Exercise details: Extract every line of the entries below word for word, and leave the picture out of your answer.
:: Data lines ::
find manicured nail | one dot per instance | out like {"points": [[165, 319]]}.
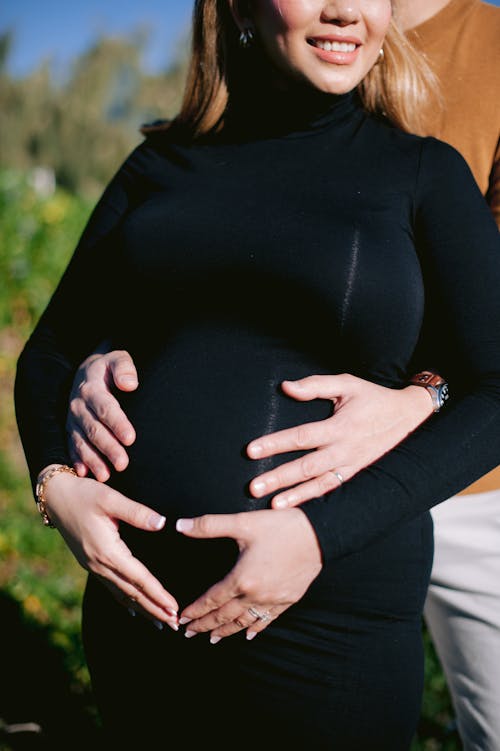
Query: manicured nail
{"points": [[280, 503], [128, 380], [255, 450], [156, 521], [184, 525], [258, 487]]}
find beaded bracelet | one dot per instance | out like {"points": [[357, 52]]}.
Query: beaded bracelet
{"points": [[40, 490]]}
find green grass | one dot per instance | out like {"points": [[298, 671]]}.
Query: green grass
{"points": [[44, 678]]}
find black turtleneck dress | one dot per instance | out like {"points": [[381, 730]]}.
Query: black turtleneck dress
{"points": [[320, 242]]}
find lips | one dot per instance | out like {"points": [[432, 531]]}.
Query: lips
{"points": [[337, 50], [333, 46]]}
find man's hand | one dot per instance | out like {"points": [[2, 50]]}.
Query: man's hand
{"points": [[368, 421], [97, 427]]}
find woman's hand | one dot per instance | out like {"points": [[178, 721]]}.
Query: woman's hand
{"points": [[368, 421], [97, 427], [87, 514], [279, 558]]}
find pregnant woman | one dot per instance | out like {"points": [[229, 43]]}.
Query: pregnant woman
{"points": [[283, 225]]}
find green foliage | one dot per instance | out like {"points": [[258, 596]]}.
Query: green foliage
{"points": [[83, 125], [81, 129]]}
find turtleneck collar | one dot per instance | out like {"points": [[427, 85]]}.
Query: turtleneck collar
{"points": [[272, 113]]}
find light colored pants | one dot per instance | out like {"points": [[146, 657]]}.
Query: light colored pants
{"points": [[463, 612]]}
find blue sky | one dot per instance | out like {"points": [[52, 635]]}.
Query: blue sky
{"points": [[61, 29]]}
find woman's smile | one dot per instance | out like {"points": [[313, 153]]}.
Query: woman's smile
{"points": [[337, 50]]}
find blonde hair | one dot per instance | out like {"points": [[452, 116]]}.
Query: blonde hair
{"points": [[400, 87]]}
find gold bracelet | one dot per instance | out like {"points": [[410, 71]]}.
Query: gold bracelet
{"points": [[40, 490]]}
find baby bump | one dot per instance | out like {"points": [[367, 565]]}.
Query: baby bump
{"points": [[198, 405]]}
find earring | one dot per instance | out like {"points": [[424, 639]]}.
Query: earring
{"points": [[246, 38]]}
:::
Exercise answer:
find manicured nail | one dot per instance | out like {"points": [[165, 319]]}.
Query: manicured nail
{"points": [[280, 503], [128, 380], [255, 450], [156, 521], [184, 525], [258, 487]]}
find beaded bracelet | one dot per instance | out like {"points": [[357, 52]]}.
Query: beaded bracelet
{"points": [[40, 490]]}
find green grass | one dot per instance | out like {"points": [[298, 671]]}.
Query: green grass
{"points": [[44, 678]]}
find black turtleneck dress | one dot per instance | out like {"points": [[381, 730]]}.
Query: black turtleneck dress
{"points": [[320, 242]]}
find lips | one dot per instance | out like {"points": [[432, 531]]}.
Query: lips
{"points": [[337, 50], [333, 46]]}
find man's hand | one dot per instance | out like {"points": [[2, 50]]}.
Query: man's hand
{"points": [[368, 421], [97, 427]]}
find woman's hand | one dot per instance | out like {"points": [[178, 721]]}.
Query: woman's hand
{"points": [[368, 421], [97, 427], [87, 514], [279, 558]]}
find pregnant woman | one dot per instance | out like {"points": [[229, 43]]}.
Query: pregnant woman
{"points": [[283, 225]]}
find green foliage | one dot per instance | out like {"points": [[258, 596]]}.
Query: green foliage
{"points": [[83, 125], [81, 129]]}
find turtleneck collar | one dot per instance | out like {"points": [[427, 85]]}.
Query: turtleneck collar
{"points": [[272, 113]]}
find light colored pants | one dot per instance | out like {"points": [[146, 657]]}.
Query: light colored pants
{"points": [[463, 612]]}
find blue sky | one dot per instance | out like {"points": [[52, 635]]}.
Query: blue sky
{"points": [[61, 29]]}
find woman's smile | one dot per instance | out like {"points": [[313, 153]]}.
Query: woman's smile
{"points": [[337, 50]]}
find blonde hair | one dot per instance | out like {"points": [[452, 116]]}.
Query: blonde hair
{"points": [[400, 87]]}
find gold bracelet | one dot per instance | out like {"points": [[410, 71]]}.
Query: gold bracelet
{"points": [[40, 490]]}
find baby bump | one dot per instance | out like {"points": [[367, 565]]}.
Query: baby bump
{"points": [[198, 405]]}
find earring | one dot per instance | out like {"points": [[424, 639]]}.
Query: earring
{"points": [[246, 38]]}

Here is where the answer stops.